Two things to look into are Carl Czerny's Systematische Anleitung zum Fantasieren auf dem Pianoforte and The Art of Preluding.

http://imslp.org/wiki/Systematische_Anle..._(Czerny,_Carl)

http://imslp.org/wiki/The_Art_of_Preluding,_Op.300_(Czerny,_Carl)

Here is Czerny's Systematische Anleitung zum Fantasieren auf dem Pianoforte in English as A Systematic Introduction to Improvisation on the Pianoforte at Scribd:

http://www.scribd.com/doc/116973218/4463...erny-Op-200-pdf

Here is Robert Levin's Improvising Mozart demonstration lecture:



Getting back to Liszt, here is a Kenneth Hamilton lecture on the variants of Franz Liszt's music:



The resources and literature connected with the subject of improvisation in classical piano performance are significant and go very deep.

Anton Schindler wrote detailed narratives of Beethoven using diverse tempi when performing individual movements of the sonatas. The Siloti editions of Liszt's music as Liszt performed it are different than the urtext versions. There is much of interest in The Piano Master Classes of Franz Liszt, 1884-1886: Diary Notes of August Göllerich.

** Written tasks **
(A) Print the part of the text on classical piano improvisation from "Here is Czerny's" to "go very deep.".
(B) According to the text on classical piano improvisation, whose diary notes make up The Piano Master Classes of Franz Liszt, 1884-1886?
(C) Pick up the text on classical piano improvisation after its final sentence and carry it further.

[Coordinate annotation entries]
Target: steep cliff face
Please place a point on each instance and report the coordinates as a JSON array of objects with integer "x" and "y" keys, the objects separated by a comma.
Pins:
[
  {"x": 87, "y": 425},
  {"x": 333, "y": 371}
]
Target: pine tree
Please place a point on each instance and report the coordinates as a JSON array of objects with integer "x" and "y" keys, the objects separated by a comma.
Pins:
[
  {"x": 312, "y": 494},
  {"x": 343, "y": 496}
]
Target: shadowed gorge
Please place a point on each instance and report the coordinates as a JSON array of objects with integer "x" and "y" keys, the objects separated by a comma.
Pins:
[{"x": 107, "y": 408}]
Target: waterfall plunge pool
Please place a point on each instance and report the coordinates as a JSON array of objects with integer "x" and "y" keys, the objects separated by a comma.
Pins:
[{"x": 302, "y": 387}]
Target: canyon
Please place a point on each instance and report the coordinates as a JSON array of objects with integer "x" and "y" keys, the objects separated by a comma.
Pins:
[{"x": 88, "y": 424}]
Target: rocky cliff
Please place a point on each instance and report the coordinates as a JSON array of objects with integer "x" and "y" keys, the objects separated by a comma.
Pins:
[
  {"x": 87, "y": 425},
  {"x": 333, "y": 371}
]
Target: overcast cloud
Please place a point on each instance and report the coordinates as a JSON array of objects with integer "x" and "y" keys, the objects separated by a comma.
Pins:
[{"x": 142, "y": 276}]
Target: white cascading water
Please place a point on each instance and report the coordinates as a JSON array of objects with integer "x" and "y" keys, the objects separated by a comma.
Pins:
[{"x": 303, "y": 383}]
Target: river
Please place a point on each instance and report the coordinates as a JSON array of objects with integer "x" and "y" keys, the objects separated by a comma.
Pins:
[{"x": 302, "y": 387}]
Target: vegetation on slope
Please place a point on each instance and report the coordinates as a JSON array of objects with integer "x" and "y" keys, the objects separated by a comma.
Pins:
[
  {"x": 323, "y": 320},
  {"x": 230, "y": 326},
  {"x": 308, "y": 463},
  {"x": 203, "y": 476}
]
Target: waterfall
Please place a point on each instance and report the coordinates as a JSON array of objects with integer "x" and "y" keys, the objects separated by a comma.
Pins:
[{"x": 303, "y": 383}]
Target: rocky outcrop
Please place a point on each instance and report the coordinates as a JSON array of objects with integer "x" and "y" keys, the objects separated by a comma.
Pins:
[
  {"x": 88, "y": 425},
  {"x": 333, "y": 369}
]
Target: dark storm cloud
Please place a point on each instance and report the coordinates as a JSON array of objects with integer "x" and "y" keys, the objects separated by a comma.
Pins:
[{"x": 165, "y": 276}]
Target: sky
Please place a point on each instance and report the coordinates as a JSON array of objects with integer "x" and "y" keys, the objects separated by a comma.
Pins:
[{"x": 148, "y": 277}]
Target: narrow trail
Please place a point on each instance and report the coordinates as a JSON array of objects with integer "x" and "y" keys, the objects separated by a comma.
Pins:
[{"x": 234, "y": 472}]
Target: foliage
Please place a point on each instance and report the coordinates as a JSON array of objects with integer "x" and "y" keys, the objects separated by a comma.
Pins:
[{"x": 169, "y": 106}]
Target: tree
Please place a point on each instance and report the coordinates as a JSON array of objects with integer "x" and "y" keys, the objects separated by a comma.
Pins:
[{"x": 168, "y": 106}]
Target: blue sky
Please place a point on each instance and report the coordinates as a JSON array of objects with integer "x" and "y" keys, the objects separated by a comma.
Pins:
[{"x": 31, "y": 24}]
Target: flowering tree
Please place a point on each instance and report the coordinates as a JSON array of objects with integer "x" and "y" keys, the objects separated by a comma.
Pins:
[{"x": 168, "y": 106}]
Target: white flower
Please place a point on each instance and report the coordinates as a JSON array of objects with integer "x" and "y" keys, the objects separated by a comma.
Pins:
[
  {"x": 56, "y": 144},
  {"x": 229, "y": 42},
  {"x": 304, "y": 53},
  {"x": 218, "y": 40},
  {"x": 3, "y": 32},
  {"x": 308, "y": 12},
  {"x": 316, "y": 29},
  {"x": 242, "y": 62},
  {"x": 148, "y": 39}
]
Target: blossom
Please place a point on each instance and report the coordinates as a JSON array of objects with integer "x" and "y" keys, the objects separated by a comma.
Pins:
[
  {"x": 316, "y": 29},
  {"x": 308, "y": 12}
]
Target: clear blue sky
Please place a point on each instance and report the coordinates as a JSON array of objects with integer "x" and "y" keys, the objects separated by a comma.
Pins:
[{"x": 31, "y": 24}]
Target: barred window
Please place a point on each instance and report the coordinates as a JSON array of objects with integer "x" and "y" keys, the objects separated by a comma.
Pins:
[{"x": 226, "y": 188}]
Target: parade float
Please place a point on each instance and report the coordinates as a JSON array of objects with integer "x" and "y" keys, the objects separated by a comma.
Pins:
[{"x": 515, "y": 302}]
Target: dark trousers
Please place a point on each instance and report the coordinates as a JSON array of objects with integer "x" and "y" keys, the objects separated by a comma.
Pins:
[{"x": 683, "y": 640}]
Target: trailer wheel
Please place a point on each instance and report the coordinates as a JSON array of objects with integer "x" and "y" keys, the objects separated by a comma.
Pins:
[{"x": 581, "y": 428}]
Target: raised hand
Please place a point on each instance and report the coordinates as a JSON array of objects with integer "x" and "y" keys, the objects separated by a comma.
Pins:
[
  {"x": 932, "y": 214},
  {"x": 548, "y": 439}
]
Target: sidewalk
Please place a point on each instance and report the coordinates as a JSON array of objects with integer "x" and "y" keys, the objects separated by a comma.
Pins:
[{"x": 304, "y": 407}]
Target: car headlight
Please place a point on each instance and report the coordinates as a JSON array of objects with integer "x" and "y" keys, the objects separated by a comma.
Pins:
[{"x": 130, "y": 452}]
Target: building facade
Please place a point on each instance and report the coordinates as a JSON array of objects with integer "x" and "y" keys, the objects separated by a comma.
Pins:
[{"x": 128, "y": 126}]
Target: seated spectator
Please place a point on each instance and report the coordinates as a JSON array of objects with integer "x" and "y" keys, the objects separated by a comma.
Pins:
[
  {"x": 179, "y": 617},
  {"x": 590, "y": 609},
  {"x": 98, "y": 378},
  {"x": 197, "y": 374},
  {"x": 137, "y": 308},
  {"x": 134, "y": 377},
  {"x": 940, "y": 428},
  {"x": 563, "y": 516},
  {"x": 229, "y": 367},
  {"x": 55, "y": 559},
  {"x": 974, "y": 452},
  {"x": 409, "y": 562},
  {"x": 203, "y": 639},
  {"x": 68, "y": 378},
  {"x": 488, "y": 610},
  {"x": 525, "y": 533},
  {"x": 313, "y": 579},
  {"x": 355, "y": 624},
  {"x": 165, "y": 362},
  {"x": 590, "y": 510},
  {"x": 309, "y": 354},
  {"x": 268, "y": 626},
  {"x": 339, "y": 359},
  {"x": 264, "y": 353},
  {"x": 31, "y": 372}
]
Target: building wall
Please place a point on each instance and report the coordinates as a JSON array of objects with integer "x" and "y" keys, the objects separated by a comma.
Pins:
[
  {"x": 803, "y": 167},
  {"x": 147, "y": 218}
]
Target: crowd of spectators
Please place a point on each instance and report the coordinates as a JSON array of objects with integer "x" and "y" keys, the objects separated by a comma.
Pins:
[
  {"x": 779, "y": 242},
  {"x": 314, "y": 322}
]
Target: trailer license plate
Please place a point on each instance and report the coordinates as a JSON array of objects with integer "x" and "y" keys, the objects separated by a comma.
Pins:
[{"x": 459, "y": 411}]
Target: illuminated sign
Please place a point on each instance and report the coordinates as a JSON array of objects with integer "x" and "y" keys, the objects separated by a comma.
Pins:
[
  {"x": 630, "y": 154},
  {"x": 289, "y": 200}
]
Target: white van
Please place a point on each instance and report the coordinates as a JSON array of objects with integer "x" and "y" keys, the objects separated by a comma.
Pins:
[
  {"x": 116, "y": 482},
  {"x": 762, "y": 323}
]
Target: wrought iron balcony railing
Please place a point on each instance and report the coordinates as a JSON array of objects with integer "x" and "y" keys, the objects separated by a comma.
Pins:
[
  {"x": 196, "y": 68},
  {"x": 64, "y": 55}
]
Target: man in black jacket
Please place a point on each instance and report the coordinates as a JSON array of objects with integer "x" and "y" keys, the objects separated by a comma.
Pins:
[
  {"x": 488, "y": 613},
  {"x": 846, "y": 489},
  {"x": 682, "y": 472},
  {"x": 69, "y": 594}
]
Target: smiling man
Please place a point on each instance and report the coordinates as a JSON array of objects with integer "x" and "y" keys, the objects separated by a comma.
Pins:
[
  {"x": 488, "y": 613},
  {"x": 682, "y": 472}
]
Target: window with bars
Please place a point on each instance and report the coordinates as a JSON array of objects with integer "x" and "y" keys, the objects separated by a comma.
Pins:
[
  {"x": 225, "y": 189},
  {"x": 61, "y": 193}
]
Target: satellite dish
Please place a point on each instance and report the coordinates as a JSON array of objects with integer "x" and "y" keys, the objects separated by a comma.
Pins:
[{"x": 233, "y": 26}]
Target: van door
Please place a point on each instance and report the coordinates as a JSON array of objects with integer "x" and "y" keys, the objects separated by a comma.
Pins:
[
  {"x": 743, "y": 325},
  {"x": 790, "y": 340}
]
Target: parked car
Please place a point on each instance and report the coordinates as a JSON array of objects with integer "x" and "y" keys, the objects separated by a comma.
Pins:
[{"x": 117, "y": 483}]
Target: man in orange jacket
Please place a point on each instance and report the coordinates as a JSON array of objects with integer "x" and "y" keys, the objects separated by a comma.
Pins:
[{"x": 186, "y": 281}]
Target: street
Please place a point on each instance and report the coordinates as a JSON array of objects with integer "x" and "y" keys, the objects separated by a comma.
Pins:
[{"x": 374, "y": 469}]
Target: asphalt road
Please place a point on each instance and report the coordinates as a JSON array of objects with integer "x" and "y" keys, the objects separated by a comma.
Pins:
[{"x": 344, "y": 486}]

** Responses for each task **
(A)
Here is Czerny's Systematische Anleitung zum Fantasieren auf dem Pianoforte in English as A Systematic Introduction to Improvisation on the Pianoforte at Scribd:

http://www.scribd.com/doc/116973218/4463...erny-Op-200-pdf

Here is Robert Levin's Improvising Mozart demonstration lecture:



Getting back to Liszt, here is a Kenneth Hamilton lecture on the variants of Franz Liszt's music:



The resources and literature connected with the subject of improvisation in classical piano performance are significant and go very deep.

(B) August Göllerich

(C)
Here is Stavenhagen's piano roll of Liszt's Hungarian Rhapsody No. 12 based on recollections of Liszt performing it:



Here is a Carl Reinecke piano roll of Robert Schumann's Kreisleriana Op. 16 No. 6:



And this is a piano roll of Carl Reinecke playing fragments of Mozart's Piano Concertos 23 and 26:



I think one can reasonably conclude that the 18th and 19th centuries section of the classical piano repertoire no longer is being performed in the style through which it was conceived!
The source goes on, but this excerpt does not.